- Directions for this task
Write out precisely the lines beginning with the line that contains "# trace the outline of every instance of the spiky" and ending with the last line of the entries, and no other lines.

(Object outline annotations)
──────

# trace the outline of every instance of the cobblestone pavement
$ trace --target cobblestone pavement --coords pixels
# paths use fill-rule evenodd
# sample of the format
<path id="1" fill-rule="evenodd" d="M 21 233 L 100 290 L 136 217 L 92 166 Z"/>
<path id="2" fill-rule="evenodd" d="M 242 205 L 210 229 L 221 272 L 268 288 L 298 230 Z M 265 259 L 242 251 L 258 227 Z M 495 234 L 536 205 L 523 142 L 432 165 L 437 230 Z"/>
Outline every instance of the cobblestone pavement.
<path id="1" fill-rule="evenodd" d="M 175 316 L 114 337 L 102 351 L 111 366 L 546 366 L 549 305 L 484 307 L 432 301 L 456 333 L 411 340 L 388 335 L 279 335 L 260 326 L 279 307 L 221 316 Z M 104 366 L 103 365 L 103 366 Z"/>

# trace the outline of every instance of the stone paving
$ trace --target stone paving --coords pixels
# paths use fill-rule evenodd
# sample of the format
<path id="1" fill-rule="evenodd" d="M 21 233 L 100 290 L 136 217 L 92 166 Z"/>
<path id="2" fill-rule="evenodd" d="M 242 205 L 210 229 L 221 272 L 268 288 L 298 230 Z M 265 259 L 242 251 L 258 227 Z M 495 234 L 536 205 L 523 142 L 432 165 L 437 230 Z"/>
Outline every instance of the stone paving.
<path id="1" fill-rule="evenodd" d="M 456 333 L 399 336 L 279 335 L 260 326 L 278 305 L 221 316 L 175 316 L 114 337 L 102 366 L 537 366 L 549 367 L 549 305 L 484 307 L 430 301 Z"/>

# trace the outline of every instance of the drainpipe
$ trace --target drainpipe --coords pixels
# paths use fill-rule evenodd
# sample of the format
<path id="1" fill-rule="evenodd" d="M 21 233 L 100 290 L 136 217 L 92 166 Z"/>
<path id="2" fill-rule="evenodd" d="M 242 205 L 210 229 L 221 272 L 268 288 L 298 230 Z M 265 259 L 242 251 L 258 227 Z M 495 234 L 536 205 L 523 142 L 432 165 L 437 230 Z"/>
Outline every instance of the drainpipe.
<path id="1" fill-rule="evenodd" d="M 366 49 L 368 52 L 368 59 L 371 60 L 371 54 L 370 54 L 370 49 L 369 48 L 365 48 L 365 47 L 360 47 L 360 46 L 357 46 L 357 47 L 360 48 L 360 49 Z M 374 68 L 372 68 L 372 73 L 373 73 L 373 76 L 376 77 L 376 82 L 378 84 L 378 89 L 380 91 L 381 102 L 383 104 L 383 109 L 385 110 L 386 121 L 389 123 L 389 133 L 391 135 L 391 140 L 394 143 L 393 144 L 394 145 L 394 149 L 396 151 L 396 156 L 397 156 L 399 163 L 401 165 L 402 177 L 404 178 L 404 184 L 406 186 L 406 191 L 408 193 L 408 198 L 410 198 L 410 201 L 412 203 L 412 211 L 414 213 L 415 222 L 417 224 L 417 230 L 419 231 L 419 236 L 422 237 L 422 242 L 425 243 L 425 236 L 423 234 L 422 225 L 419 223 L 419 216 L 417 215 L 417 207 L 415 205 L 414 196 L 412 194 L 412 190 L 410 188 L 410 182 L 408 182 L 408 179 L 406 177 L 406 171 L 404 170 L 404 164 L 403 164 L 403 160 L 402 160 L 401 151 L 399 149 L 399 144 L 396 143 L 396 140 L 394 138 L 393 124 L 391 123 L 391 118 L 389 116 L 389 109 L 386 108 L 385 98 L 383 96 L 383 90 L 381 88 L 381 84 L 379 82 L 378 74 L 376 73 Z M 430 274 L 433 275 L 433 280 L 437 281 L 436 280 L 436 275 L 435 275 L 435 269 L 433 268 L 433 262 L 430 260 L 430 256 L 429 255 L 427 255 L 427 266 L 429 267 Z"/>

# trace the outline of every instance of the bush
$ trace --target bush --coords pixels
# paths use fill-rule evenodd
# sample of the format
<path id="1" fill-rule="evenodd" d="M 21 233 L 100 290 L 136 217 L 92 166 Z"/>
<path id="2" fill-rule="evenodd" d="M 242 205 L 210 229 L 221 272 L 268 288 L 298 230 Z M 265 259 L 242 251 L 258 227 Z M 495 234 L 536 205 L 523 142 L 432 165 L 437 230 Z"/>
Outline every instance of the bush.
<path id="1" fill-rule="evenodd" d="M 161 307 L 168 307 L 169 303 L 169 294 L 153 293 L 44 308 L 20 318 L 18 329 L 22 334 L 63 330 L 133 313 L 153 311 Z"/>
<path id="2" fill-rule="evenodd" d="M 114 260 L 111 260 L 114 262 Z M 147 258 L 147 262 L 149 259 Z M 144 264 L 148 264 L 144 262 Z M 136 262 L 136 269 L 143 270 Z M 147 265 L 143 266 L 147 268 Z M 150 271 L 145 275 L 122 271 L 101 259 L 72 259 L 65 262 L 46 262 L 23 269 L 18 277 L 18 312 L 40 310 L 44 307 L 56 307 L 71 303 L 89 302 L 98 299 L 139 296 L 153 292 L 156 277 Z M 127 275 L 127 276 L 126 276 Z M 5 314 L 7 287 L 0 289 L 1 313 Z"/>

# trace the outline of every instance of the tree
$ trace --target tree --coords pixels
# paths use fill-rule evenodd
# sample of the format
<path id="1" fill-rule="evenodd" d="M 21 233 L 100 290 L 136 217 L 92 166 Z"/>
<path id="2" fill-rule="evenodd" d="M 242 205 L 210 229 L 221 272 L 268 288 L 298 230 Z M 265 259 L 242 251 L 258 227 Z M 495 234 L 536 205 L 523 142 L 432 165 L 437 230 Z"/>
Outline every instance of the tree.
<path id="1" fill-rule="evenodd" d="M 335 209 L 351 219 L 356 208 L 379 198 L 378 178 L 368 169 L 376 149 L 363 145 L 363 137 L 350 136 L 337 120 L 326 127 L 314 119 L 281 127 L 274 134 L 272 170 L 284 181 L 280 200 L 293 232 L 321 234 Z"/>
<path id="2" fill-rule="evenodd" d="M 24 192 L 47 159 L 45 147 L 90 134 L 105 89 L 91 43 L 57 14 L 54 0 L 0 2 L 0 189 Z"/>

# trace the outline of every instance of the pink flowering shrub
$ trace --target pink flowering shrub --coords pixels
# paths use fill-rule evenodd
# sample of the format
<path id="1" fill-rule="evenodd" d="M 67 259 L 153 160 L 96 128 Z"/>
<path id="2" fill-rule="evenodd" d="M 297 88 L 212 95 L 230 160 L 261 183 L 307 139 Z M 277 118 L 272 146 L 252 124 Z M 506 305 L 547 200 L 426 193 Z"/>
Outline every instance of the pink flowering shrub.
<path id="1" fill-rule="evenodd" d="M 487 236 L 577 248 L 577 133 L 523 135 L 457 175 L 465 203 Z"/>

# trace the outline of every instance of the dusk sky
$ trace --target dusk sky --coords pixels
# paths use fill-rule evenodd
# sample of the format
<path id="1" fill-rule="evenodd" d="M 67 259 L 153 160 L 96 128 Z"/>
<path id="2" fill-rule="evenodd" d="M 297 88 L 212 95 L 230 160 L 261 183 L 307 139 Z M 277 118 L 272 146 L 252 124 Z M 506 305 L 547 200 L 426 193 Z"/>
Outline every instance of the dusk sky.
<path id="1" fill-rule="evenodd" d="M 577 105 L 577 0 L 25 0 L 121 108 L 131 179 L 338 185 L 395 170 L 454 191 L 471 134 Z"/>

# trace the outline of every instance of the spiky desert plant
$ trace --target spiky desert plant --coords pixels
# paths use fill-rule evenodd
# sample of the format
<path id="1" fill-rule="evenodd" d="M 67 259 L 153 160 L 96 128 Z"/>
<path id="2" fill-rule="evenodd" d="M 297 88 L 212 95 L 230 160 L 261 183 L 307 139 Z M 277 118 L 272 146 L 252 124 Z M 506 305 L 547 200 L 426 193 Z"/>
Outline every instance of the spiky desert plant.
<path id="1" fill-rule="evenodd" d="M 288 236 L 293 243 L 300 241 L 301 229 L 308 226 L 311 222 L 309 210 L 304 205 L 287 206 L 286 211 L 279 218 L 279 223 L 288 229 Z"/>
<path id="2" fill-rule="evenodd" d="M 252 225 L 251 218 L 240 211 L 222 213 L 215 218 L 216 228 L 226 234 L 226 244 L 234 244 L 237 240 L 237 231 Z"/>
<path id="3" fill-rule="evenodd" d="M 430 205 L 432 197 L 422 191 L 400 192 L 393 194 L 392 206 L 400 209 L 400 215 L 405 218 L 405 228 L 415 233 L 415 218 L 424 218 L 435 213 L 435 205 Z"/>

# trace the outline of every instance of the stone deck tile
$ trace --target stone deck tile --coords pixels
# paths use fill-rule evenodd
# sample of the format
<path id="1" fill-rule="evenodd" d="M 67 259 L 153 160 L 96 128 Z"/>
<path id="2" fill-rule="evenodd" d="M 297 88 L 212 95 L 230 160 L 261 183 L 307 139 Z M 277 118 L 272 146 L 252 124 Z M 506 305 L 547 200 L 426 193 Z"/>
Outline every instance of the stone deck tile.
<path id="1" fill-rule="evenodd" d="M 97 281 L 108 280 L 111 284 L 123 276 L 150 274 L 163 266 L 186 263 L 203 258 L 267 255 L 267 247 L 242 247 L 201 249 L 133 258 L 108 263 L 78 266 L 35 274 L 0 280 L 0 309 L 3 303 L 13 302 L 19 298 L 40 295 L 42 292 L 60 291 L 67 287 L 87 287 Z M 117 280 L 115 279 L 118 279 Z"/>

──────

- Finished task
# trace the outline of every instance of the spiky desert plant
$ trace --target spiky desert plant --coords pixels
# paths use fill-rule evenodd
# sample of the format
<path id="1" fill-rule="evenodd" d="M 67 259 L 153 160 L 96 128 Z"/>
<path id="2" fill-rule="evenodd" d="M 297 88 L 212 95 L 230 160 L 261 183 L 307 139 Z M 277 118 L 272 146 L 252 124 Z M 506 305 L 547 200 L 426 193 Z"/>
Outline every instance of the spiky desert plant.
<path id="1" fill-rule="evenodd" d="M 288 236 L 293 243 L 300 241 L 301 229 L 308 226 L 311 222 L 309 210 L 304 205 L 287 206 L 286 211 L 279 218 L 279 223 L 288 229 Z"/>
<path id="2" fill-rule="evenodd" d="M 252 225 L 251 218 L 240 211 L 222 213 L 215 218 L 216 228 L 226 234 L 226 244 L 234 244 L 237 240 L 237 231 Z"/>
<path id="3" fill-rule="evenodd" d="M 430 205 L 432 197 L 422 191 L 400 192 L 393 194 L 392 206 L 400 209 L 400 215 L 405 218 L 405 228 L 415 233 L 415 218 L 424 218 L 435 213 L 435 205 Z"/>

# trace the outline of every instance of the stone deck tile
$ trace --target stone deck tile --coords pixels
# paths use fill-rule evenodd
# sample of the format
<path id="1" fill-rule="evenodd" d="M 67 259 L 153 160 L 96 128 Z"/>
<path id="2" fill-rule="evenodd" d="M 297 88 L 212 95 L 230 160 L 261 183 L 307 139 Z M 277 118 L 272 146 L 252 124 Z M 506 305 L 547 200 L 426 193 Z"/>
Outline every instance of the stone deck tile.
<path id="1" fill-rule="evenodd" d="M 97 281 L 108 280 L 111 284 L 123 276 L 150 274 L 163 266 L 186 263 L 203 258 L 267 255 L 267 247 L 242 247 L 201 249 L 133 258 L 108 263 L 78 266 L 35 274 L 0 280 L 0 309 L 3 303 L 13 302 L 19 298 L 40 295 L 42 292 L 60 291 L 67 287 L 87 287 Z M 117 280 L 115 279 L 118 279 Z"/>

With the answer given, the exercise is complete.